* [Problem details] Set every entry below down once more, exactly as it stands, without images.
(Beginning of Data excerpts)
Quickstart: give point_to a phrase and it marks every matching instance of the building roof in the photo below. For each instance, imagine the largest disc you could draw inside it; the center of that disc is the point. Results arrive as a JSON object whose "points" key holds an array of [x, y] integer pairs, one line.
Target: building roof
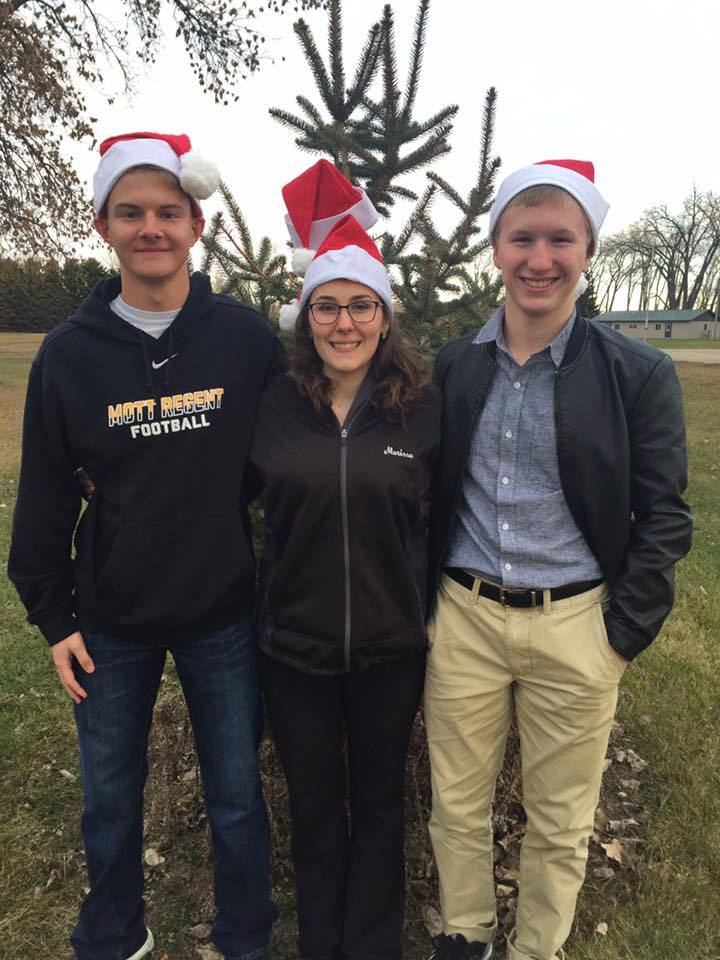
{"points": [[653, 316]]}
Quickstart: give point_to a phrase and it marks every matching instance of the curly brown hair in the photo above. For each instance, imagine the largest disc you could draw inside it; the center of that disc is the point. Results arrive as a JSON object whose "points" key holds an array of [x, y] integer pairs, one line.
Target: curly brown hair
{"points": [[400, 370]]}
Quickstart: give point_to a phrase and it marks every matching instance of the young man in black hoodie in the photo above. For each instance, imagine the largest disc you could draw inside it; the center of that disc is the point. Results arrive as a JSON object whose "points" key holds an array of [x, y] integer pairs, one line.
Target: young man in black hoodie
{"points": [[144, 402]]}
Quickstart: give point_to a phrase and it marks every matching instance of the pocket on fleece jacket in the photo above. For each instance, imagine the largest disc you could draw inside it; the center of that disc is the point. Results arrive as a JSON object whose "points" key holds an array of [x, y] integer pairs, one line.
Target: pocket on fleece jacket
{"points": [[173, 572]]}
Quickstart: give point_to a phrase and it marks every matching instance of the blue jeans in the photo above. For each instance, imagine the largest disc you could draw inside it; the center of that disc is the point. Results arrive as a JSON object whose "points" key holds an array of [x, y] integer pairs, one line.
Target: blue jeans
{"points": [[219, 677]]}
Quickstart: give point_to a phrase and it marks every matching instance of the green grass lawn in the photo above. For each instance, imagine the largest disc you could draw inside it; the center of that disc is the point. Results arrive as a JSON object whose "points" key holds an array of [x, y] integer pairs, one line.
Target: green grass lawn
{"points": [[669, 909]]}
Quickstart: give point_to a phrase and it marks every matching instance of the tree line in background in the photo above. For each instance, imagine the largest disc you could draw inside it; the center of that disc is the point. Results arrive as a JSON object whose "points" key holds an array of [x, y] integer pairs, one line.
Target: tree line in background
{"points": [[50, 51], [363, 118], [664, 261], [37, 295]]}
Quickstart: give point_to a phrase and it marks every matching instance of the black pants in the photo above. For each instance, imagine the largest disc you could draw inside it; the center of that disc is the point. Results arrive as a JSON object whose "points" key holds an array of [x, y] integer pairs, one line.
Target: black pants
{"points": [[350, 881]]}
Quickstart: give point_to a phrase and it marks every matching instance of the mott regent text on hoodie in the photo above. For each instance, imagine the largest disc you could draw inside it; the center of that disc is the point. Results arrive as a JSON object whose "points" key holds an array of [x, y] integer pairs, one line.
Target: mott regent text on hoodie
{"points": [[162, 429]]}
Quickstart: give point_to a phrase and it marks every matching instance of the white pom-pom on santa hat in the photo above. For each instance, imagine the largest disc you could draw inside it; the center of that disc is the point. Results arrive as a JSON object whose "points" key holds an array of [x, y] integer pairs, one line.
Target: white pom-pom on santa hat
{"points": [[301, 259], [199, 176], [289, 313], [318, 199]]}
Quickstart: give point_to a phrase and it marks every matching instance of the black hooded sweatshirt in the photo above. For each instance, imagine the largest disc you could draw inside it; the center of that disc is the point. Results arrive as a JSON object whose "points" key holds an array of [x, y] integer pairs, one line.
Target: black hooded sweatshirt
{"points": [[162, 429]]}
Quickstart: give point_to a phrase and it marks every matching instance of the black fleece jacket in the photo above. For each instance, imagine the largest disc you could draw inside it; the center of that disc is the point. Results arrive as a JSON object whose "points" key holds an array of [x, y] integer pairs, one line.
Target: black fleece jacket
{"points": [[344, 570], [162, 428], [623, 465]]}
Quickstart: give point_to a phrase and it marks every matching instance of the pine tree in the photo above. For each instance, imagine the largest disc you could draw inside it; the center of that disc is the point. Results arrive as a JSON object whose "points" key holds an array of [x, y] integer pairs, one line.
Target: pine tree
{"points": [[441, 283], [257, 275]]}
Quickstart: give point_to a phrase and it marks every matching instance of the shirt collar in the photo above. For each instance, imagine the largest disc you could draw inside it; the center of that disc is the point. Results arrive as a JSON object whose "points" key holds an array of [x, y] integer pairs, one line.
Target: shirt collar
{"points": [[493, 332]]}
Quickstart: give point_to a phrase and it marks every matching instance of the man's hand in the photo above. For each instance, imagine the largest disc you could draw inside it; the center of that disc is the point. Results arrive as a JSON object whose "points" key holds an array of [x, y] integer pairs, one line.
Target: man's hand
{"points": [[63, 653], [622, 659]]}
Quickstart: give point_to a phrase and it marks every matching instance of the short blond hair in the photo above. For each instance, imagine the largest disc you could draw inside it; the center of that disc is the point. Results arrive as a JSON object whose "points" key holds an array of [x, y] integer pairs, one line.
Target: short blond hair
{"points": [[537, 195]]}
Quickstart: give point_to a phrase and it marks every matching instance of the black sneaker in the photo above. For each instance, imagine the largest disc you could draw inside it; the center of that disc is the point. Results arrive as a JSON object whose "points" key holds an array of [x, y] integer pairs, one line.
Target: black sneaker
{"points": [[456, 947]]}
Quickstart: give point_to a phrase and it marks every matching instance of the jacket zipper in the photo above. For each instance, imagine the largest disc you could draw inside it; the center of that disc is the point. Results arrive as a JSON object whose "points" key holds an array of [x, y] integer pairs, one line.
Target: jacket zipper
{"points": [[458, 487], [346, 542], [344, 437]]}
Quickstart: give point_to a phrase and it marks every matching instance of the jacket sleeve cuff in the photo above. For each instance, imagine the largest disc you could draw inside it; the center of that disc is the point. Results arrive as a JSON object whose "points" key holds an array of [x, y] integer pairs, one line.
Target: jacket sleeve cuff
{"points": [[621, 638], [56, 626]]}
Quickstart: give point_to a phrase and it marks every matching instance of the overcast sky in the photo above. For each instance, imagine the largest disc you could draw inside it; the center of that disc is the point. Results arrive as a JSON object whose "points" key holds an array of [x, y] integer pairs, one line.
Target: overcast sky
{"points": [[631, 85]]}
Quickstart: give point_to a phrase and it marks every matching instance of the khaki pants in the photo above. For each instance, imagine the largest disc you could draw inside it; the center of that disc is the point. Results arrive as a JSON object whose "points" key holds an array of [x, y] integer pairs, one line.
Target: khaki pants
{"points": [[554, 667]]}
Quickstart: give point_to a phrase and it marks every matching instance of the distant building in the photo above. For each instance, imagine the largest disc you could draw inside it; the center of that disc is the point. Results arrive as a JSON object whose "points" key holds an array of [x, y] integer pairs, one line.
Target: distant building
{"points": [[668, 324]]}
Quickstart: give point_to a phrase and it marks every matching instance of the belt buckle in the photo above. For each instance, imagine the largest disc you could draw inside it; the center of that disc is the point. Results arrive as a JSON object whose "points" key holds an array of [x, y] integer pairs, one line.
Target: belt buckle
{"points": [[505, 591]]}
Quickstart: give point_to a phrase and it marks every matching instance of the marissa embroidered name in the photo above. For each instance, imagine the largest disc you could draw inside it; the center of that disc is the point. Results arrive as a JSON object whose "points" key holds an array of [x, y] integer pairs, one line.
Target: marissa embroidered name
{"points": [[392, 452]]}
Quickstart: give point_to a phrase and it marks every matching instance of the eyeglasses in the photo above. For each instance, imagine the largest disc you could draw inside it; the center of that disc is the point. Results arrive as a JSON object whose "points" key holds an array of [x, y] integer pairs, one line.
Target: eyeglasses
{"points": [[361, 311]]}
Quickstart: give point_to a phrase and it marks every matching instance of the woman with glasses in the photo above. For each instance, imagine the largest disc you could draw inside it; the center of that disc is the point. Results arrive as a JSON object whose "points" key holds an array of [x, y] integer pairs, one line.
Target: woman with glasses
{"points": [[344, 447]]}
(End of Data excerpts)
* [Exercise output]
Quickstart: give point_to a phrase and it marks every matching instance of the building roof in the photo below. For each instance, imagine the largest disc you could draw inside it; the center of that disc is the point. Results arrive as a JSON object whose "points" key holds an array of [x, y] integer pairs, one line.
Target: building roof
{"points": [[653, 316]]}
Quickstart: give point_to a phrase and it marks every matching instance of the curly brown hair in the photo above. For each instance, imagine the largest disc you could draw inside it; the center of that disc is the point. Results arrive as a JSON object whose "points" key holds an array of [x, y] integer pairs, one line.
Target: curly brown hair
{"points": [[400, 370]]}
Quickstart: give point_to a phrase and it marks every matching instance of the young man in black hoodie in the photo above. For each instance, imagine the largest disc you could draw inside it; the center of that disc is the point. Results arrive as a JSON object whose "points" key holds an array of [x, y] integer pairs, one line.
Target: young man in black hoodie
{"points": [[144, 402]]}
Quickstart: give point_to a phrase and it marks every matching instance of the pocket on fleece jacket in the photo above. For each instance, imagine the largest disc you could draw inside it; the center of that disc is the point. Results arrive as a JSON object whose "points" key holds an array of [x, y] integer pairs, one line.
Target: pocket on fleece jacket
{"points": [[173, 572]]}
Quickstart: give point_to a phrase and it marks every matching instance of the blue jeans in the photo above. For each instance, imagine the largest disc you could draw inside it; the center of that disc is the point. Results arrive as a JSON object whose "points" key holds an array of [x, y] integer pairs, one line.
Target: blue jeans
{"points": [[219, 677]]}
Quickstart: give point_to a phrase and it marks every matching instance of the green grass lawn in the photo above. For each instance, imagine the largest disc you could draw inside it; the center of that disc is the point. Results arrive as a JSON object whose "points" key holds an array of [x, y] integer pairs, one line.
Target: green grass lawn
{"points": [[669, 909]]}
Quickstart: give point_to a phrase and it marks every matching instance of the tree line in background in the photo above. For each instance, imagine the largest disc you could draw inside it; the center of that disc is the point. Results arrive as a JSON object whose "points" key holds an array of [x, y] integer pairs, one line.
Target: tree line in background
{"points": [[50, 51], [363, 118], [664, 261], [37, 295]]}
Quickstart: give point_to a phrase and it marks every matching instance of the black pants in the photo above. For each instance, imagine the largest disc you could draw inside it; the center of that disc is the point. Results arrive as a JSON object whose "points" key holds an array of [x, y] integer pairs, one line.
Target: black pants
{"points": [[350, 881]]}
Quickstart: give point_to a phrase and it marks every matching instance of the mott regent text on hoodie in the photo above. For each instance, imagine the largest disc you could draw inside it; the center of that disc is the point. Results arrive as a JSON object whose "points" key holds an array of [x, y] integer pairs, one line.
Target: mott regent text on hoodie
{"points": [[162, 429]]}
Quickstart: give point_to a phrase and it marks every matching instance of the white pom-pom on santa hat in the photo above. For each instance, imagine the largest disc you could draw inside it; the center of that disc is the point. Results arrive as a JSON object whose "points" key holds an array of [x, y] integer pairs, one line.
Target: white pom-pom on santa hat
{"points": [[301, 259], [199, 176], [289, 313], [318, 199]]}
Quickstart: give point_to a phrase and it marks every matching instance of the black hooded sweatshirt in the photo above. For each instance, imagine the largest disc you could draw inside it; the center of that disc is the point. Results arrive as a JSON object whose "points" key holds an array of [x, y] integer pairs, one line.
Target: black hooded sweatshirt
{"points": [[162, 429]]}
Quickstart: give point_to a phrase and it marks every matching instance of the black fleece jacket in the photo above. For each instance, imagine the largest disc you could draw inside it; the center of that disc is the point. Results arrive as a JSON object whose "points" key holds an array of [x, y] integer pairs, one line.
Target: black fleece jacket
{"points": [[344, 570], [162, 428], [623, 465]]}
Quickstart: give point_to a phrase and it marks every matching instance of the pine tree in the photo above. For each instance, imagine the largest disc you could draw inside it; the center of that disc is the point. Results arrive as a JSON object whose "points" key holds an array of [x, y] integer pairs, one line.
Target: pine tree
{"points": [[441, 283], [257, 275]]}
Quickstart: give point_to a phrase and it marks every matching instance of the shirt collar in the photo above. For each instance, imagine the largest disc you could draw inside it; the center of that disc is the point. Results arrive as a JSON object whose "points" key holds an array of [x, y] integer pairs, one line.
Target: shirt collar
{"points": [[493, 332]]}
Quickstart: give point_to a phrase and it marks every matching instance of the man's hand in the photo above. For each instance, imagine the largest disc you could draw inside it; the center of that disc is the point. Results arrive as a JSON object whose "points" key holds an array of [x, y] integer pairs, one line.
Target: man's hand
{"points": [[63, 653], [622, 659]]}
Quickstart: give point_to a phrase and it marks every matching instance of the short blond hair in the photo above. For each instance, imagine the largest disc you could draw inside it; the center of that disc is the point. Results arrive as a JSON object whose "points" key holds an array of [x, y] integer pairs, one line.
Target: short blond hair
{"points": [[537, 195]]}
Quickstart: give point_to a phrase and it marks every matching instance of the black sneaker in the photo above. For each instance, imagine the largest disc you could draw inside it; the center of that disc is the point. Results arrive as a JSON object whose "points" key holds an array of [x, y] integer pairs, one line.
Target: black sneaker
{"points": [[456, 947]]}
Quickstart: give point_to a phrase and it marks every matching instance of the jacket zipper in the photo above. For each instance, imagine the largest disc you could draw inside it; the center of that disc is the point. Results arrive as a JSON object whose "points" key holds an array of [x, y] integer pairs, one line.
Target: jacket zipper
{"points": [[458, 487], [346, 542], [344, 437]]}
Quickstart: give point_to a phrase and it marks every matching instance of the jacket sleeve cuff in the photo above. For each instance, imagine the largest disc you could draw inside it; the center of that disc is the point. Results arrive as a JSON object whose "points" key holds an array of [x, y] integer pairs, one line.
Target: jacket sleeve cuff
{"points": [[621, 638], [56, 626]]}
Quickstart: give point_to a phrase and it marks every matching instance of the overcast sky in the photo above. For each instance, imagine the largest disc you could draw inside it; the center of that disc is the point. Results arrive as a JSON object whose "points" key holds an array of [x, y] integer pairs, one line.
Target: overcast sky
{"points": [[631, 85]]}
Quickstart: give point_to a phrase and it marks every matching instance of the khaki pants in the photo above. For each instance, imagine the largest disc you could draw inside it; the center of that disc is the point. Results arrive as a JSON object whose "points" key holds an array of [x, y] integer pairs, one line.
Target: khaki pants
{"points": [[554, 667]]}
Quickstart: give point_to a phrase and it marks every matching instance of the distant building in the photo above. For each instance, imagine the largest disc you could draw inside it; the center of that disc is the point. Results arrive as a JSON object whose "points" key holds an array of [x, y] integer pairs, one line.
Target: distant building
{"points": [[668, 324]]}
Quickstart: give point_to a phrase and it marks every matching instance of the belt buckle in the photo above. For each instance, imagine the largest disc you could draw inside it; the center of that disc is the point. Results arrive as a JSON object whose "points" key holds an array of [x, y] integer pairs, one line.
Target: belt buckle
{"points": [[505, 591]]}
Quickstart: give point_to a phrase and it marks every matching instance of the marissa embroidered name in the photo above. For each instance, imagine the largest disc you could draw inside it; the center of that disc is the point. Results arrive as a JSON object whose "points" key holds an array of [x, y] integer pairs, one line.
Target: marissa embroidered name
{"points": [[392, 452]]}
Quickstart: give point_to a phrase and it marks every matching instance of the eyeglasses in the photo above. For each instance, imagine the largest disc you could draw inside it; the center of that disc is the point. Results arrive as a JSON object whose "points" key holds an array of [x, y] integer pairs, one line.
Target: eyeglasses
{"points": [[361, 311]]}
Quickstart: give point_to a phrase and it marks every matching instance of the woman with glasses in the photo above. For each instance, imagine the largest disc you could draw inside it; the center of that disc is the point. Results arrive as a JSON object whose "points" key holds an array of [x, y] integer pairs, one line.
Target: woman with glasses
{"points": [[344, 447]]}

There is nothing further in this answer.